• EXERCISE: Pull out every line in the entries below that contains the word "dish", and copy each one in full.

• RECORD SET:
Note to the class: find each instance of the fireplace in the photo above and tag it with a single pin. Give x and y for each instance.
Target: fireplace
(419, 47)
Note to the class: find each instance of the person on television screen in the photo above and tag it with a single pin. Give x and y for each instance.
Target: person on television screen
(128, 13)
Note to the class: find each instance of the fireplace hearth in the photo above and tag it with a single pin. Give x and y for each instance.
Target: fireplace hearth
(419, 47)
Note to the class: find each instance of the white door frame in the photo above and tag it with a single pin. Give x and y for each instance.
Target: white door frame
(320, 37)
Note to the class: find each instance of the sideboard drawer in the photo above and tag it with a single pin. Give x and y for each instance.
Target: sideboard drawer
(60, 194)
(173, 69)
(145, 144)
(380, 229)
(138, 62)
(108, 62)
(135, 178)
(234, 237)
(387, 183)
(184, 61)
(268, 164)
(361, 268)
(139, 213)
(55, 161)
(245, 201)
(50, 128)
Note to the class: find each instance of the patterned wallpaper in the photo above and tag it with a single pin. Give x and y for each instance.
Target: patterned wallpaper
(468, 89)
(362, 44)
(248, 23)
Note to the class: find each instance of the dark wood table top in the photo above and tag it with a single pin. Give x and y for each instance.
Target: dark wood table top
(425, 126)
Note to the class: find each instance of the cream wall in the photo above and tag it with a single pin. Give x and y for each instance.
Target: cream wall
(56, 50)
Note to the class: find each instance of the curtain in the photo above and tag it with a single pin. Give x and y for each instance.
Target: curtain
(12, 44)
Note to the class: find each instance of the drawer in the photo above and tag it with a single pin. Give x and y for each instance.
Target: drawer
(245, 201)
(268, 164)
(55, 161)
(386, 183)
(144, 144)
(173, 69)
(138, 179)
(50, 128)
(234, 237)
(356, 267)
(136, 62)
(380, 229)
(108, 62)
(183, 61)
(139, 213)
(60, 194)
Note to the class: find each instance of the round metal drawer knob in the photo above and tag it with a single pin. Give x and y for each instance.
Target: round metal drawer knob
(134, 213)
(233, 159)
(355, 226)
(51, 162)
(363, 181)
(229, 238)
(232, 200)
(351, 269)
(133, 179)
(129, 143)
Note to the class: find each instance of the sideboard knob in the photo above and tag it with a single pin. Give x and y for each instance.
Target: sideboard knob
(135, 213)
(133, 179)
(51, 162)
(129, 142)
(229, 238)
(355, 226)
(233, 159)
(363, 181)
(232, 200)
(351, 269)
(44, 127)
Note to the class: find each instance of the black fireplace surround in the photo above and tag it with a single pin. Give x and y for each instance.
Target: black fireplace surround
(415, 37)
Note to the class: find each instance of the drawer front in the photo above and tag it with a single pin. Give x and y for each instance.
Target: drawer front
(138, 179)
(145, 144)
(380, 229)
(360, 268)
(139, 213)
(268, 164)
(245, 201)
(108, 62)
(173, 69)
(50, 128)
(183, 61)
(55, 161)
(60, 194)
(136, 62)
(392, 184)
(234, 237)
* * *
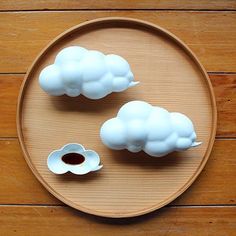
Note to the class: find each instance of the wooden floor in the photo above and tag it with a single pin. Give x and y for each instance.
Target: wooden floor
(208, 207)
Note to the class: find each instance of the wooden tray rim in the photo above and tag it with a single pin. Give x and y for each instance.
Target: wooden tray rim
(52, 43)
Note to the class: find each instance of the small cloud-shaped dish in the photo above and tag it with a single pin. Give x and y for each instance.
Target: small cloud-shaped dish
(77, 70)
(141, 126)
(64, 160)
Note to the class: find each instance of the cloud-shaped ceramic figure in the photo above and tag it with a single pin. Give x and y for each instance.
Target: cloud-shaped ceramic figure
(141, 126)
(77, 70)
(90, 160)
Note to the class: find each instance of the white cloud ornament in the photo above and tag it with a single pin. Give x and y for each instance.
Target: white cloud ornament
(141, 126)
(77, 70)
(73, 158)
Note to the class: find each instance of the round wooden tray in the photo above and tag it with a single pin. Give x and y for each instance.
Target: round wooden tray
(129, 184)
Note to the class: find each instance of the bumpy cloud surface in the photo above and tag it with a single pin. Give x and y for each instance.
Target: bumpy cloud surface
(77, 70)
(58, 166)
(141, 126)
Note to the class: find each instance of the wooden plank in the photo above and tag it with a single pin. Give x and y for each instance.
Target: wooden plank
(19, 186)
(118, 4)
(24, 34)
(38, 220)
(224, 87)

• RESULT BELOW:
Note to the class: find each instance of the small cloud-shaped dish in the photo above and tag it with a single pin. Give x and y for each instance.
Target: small cloud-shaped dish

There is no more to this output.